Arrange the rows below as a Markdown table with the columns No. and Text, giving each row a number and leaving out blank lines. Cover only the stretch from the row containing "Task: place one keypoint per instance of the gabled" through the last row.

# START OF DATA

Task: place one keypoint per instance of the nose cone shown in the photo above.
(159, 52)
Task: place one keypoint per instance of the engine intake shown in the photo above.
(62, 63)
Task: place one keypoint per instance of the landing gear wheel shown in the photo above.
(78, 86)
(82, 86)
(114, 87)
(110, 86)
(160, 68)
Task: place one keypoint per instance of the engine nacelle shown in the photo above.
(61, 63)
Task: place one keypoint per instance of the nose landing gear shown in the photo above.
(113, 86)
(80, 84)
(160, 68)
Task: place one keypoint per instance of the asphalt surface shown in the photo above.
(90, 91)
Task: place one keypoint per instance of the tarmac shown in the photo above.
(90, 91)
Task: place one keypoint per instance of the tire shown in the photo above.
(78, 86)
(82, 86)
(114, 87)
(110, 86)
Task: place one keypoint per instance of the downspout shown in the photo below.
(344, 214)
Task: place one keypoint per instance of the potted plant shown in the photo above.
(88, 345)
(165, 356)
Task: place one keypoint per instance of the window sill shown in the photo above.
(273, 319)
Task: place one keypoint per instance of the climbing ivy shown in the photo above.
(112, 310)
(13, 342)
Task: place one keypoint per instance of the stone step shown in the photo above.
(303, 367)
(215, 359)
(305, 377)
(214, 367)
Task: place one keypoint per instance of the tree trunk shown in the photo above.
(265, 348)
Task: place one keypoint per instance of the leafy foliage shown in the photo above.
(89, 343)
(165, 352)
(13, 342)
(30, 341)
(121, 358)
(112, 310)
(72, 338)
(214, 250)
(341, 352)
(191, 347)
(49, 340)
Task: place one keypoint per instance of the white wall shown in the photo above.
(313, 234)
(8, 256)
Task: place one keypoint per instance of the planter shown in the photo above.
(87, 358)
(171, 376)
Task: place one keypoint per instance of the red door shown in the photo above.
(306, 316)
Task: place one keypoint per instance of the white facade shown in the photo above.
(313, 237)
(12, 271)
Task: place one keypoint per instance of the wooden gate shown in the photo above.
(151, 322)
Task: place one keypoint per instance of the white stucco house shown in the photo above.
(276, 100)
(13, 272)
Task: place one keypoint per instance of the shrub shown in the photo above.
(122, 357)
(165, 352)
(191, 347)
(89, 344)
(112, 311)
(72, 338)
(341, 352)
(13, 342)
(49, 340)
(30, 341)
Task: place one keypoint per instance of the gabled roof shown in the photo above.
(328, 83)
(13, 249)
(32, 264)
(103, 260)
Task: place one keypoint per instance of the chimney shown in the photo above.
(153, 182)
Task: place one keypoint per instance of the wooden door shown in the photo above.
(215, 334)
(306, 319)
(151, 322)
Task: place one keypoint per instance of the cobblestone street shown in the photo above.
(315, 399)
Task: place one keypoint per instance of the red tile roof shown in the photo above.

# END OF DATA

SOLUTION BELOW:
| No. | Text |
|---|---|
| 1 | Task: place one keypoint per instance of the gabled roof shown in the photo above. |
| 2 | (328, 83) |
| 3 | (13, 249) |
| 4 | (32, 264) |
| 5 | (103, 260) |
| 6 | Task: place one keypoint per instance of the chimney shown in the photo above. |
| 7 | (153, 182) |
| 8 | Task: place one keypoint per instance of the wooden door shown in the photo above. |
| 9 | (215, 334) |
| 10 | (306, 319) |
| 11 | (151, 322) |
| 12 | Task: place one keypoint per instance of the cobblestone street shown in the photo above. |
| 13 | (315, 399) |
| 14 | Task: place one keypoint per instance of the red tile roof shown in the photo above. |